» WHAT YOU ARE ASKED TO DO
Print every entry, word for word, and skip the images.

------------------------------------------------------------

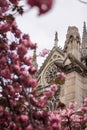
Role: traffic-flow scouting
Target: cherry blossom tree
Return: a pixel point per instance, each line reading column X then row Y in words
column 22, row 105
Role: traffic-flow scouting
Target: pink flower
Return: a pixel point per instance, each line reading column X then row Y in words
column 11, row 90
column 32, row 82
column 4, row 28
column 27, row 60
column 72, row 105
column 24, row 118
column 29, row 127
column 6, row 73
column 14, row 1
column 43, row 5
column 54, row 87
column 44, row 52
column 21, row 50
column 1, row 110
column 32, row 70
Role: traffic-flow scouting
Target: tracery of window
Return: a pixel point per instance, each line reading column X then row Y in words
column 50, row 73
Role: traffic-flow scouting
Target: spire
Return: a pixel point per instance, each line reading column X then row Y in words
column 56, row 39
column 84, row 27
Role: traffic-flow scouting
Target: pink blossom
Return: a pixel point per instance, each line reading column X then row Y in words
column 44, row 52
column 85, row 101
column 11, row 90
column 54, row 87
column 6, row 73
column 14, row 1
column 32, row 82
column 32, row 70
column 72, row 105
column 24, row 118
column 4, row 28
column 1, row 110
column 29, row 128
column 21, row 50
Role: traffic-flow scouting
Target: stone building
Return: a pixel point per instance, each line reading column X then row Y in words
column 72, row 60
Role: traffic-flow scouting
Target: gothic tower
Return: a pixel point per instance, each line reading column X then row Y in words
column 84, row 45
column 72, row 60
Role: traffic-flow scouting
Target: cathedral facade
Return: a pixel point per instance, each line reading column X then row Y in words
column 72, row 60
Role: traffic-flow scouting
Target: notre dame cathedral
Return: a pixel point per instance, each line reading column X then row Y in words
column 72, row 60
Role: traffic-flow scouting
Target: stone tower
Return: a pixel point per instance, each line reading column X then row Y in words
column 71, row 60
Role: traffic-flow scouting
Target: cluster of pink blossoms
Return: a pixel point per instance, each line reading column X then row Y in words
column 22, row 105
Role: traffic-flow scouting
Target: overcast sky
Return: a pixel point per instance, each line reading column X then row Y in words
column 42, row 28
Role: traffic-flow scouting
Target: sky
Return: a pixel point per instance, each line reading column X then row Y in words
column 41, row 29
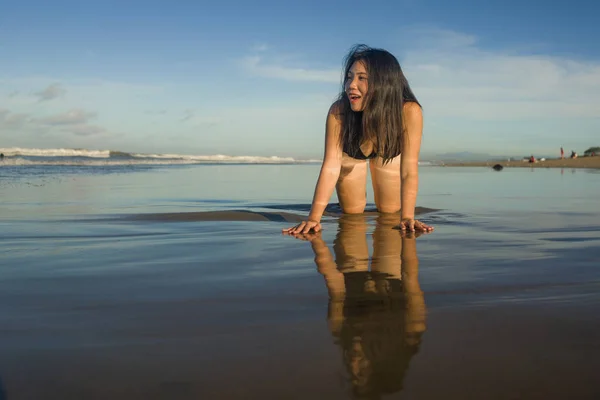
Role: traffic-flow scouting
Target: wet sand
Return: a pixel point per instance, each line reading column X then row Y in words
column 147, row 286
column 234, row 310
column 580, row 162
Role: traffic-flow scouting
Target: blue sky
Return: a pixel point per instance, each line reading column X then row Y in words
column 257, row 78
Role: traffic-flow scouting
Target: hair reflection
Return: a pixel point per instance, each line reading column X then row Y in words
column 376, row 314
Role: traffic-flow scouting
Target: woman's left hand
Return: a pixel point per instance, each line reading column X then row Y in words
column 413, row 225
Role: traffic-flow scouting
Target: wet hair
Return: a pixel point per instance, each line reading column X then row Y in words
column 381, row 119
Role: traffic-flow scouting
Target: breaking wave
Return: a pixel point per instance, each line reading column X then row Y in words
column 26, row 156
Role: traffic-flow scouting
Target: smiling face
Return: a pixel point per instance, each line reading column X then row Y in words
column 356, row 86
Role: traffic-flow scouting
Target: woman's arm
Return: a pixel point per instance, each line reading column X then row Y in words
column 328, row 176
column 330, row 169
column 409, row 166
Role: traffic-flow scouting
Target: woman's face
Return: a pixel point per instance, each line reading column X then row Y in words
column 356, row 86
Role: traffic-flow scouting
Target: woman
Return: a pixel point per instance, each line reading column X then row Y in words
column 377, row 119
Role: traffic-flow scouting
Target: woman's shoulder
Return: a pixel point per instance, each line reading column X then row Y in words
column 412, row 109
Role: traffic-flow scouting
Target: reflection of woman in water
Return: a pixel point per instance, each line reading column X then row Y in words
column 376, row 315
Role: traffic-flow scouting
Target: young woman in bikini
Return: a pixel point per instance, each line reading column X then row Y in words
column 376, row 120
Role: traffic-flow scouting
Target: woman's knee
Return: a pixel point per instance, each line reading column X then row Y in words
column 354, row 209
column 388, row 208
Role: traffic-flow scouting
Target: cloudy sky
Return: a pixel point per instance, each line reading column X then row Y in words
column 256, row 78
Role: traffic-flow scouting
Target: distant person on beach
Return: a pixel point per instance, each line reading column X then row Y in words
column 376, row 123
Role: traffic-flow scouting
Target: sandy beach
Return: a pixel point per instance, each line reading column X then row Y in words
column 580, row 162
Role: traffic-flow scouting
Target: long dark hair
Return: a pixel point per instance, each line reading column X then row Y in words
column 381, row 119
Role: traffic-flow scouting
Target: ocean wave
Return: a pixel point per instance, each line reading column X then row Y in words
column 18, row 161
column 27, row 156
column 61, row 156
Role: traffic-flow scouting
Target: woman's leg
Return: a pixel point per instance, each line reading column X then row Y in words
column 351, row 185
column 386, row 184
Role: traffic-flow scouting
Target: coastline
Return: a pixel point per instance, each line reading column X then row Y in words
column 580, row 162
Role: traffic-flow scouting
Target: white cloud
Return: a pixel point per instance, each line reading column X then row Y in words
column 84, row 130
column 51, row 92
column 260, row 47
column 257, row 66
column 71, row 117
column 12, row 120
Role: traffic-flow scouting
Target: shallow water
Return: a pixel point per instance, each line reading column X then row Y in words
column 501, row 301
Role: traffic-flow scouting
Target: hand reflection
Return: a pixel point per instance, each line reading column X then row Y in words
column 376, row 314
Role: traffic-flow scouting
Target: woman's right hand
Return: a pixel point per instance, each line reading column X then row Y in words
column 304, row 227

------------------------------------------------------------

» EXERCISE SOLUTION
Role: traffic-flow scouting
Target: cherry blossom tree
Return: a pixel point per instance, each line reading column X then row Y in words
column 22, row 105
Role: traffic-flow scouting
Target: pink flower
Return: a pixel point per instance, each line reading column X then row Y in words
column 11, row 90
column 32, row 82
column 4, row 28
column 27, row 60
column 72, row 105
column 24, row 118
column 29, row 127
column 6, row 73
column 14, row 1
column 43, row 5
column 54, row 87
column 44, row 52
column 21, row 50
column 1, row 110
column 32, row 70
Role: traffic-flow scouting
Target: tracery of window
Return: a pixel point per instance, each line reading column X then row Y in words
column 50, row 73
Role: traffic-flow scouting
Target: spire
Return: a pixel point per instance, each line reading column X then row Y in words
column 56, row 39
column 84, row 27
Role: traffic-flow scouting
Target: pink blossom
Return: a pixel point per instance, each line reading column X then row Y in words
column 44, row 52
column 85, row 101
column 11, row 90
column 54, row 87
column 6, row 73
column 14, row 1
column 32, row 82
column 32, row 70
column 72, row 105
column 24, row 118
column 4, row 28
column 1, row 110
column 29, row 128
column 21, row 50
Role: traffic-flow scouting
Target: stone building
Return: a pixel point per instance, each line reading column X then row Y in words
column 72, row 60
Role: traffic-flow scouting
Target: gothic tower
Return: a pixel point per instance, each line reading column X then row Y in words
column 84, row 45
column 72, row 60
Role: traffic-flow scouting
Target: cathedral facade
Return: a pixel point per instance, each line reading column X then row Y in words
column 72, row 60
Role: traffic-flow scouting
Target: notre dame cathedral
Return: a pixel point per instance, each line reading column X then row Y in words
column 72, row 60
Role: traffic-flow scouting
Target: stone tower
Return: a pixel point per instance, each line reading column X then row Y in words
column 71, row 60
Role: traffic-flow scouting
Target: cluster of pink blossoms
Return: a pixel point per instance, each line reading column X then row Y in words
column 22, row 105
Role: traffic-flow scouting
Target: overcast sky
Return: a pixel point per instance, each line reading column X then row Y in words
column 42, row 28
Role: traffic-flow scouting
Target: sky
Return: a pixel point per instance, each line reading column X then row Y in words
column 41, row 29
Role: traffic-flow scouting
Target: wet sand
Return: a pixel point per instance, each line reading column X then row Y in words
column 147, row 286
column 234, row 310
column 580, row 162
Role: traffic-flow scouting
Target: blue sky
Return: a pixel point per instance, each line reading column X then row Y in words
column 257, row 78
Role: traffic-flow scouting
Target: hair reflection
Return: a pixel point per instance, each line reading column X then row Y in words
column 376, row 314
Role: traffic-flow scouting
Target: woman's left hand
Return: a pixel point per instance, each line reading column X then row Y in words
column 413, row 225
Role: traffic-flow scouting
Target: wet hair
Return: a pixel point per instance, each line reading column X then row Y in words
column 381, row 119
Role: traffic-flow scouting
Target: breaking wave
Return: a pixel point per instance, each line reading column X then row Y in words
column 26, row 156
Role: traffic-flow scouting
Target: smiling face
Return: a pixel point per instance, each line reading column X then row Y in words
column 356, row 86
Role: traffic-flow scouting
Target: woman's arm
Return: a pixel point per instance, each line reading column X then row Y in words
column 328, row 176
column 330, row 169
column 409, row 166
Role: traffic-flow scouting
Target: woman's face
Return: a pixel point per instance, each line reading column X then row Y in words
column 356, row 86
Role: traffic-flow scouting
Target: woman
Return: a pixel point per instance, each line reading column X then row Y in words
column 377, row 119
Role: traffic-flow scouting
Target: woman's shoulder
Return: a pixel point per instance, each line reading column X then row Y in words
column 412, row 109
Role: traffic-flow scouting
Target: reflection of woman in water
Return: a pixel point per instance, each line reading column X then row Y in words
column 376, row 315
Role: traffic-flow scouting
Target: young woman in bikini
Return: a pixel point per instance, each line reading column X then row Y in words
column 376, row 120
Role: traffic-flow scouting
Target: woman's knee
Return: a pixel point per instance, each line reading column X then row Y in words
column 354, row 209
column 388, row 208
Role: traffic-flow scouting
Target: cloudy sky
Return: a pixel point per instance, each line reading column X then row Y in words
column 256, row 78
Role: traffic-flow scouting
Target: distant person on beach
Return: a pixel point per instance, each line reading column X then row Y in words
column 376, row 123
Role: traffic-flow scouting
Target: sandy beach
Return: a pixel point per instance, each line reading column X then row Y in words
column 580, row 162
Role: traffic-flow scouting
Target: long dark hair
Return: a pixel point per instance, each line reading column X then row Y in words
column 381, row 119
Role: traffic-flow scouting
Target: ocean wave
Return: a pixel point per instance, each line reading column X then row Y in words
column 18, row 161
column 27, row 156
column 61, row 156
Role: traffic-flow scouting
Target: woman's leg
Return: a pixel point per instance, each line reading column X then row Y in words
column 351, row 185
column 386, row 184
Role: traffic-flow scouting
Target: coastline
Return: a pixel point per instance, each line reading column X then row Y in words
column 580, row 162
Role: traffic-flow scouting
Target: white cloud
Return: a pixel point per instance, each line reading column X then row Y in words
column 84, row 130
column 51, row 92
column 260, row 47
column 257, row 66
column 71, row 117
column 12, row 120
Role: traffic-flow scouting
Target: shallow water
Return: a pixel point per instance, each line reading column X then row Y in words
column 501, row 301
Role: traffic-flow scouting
Target: hand reflection
Return: a pixel point per instance, each line reading column X then row Y in words
column 376, row 314
Role: traffic-flow scouting
Target: woman's right hand
Return: a pixel point per instance, each line reading column X then row Y in words
column 304, row 227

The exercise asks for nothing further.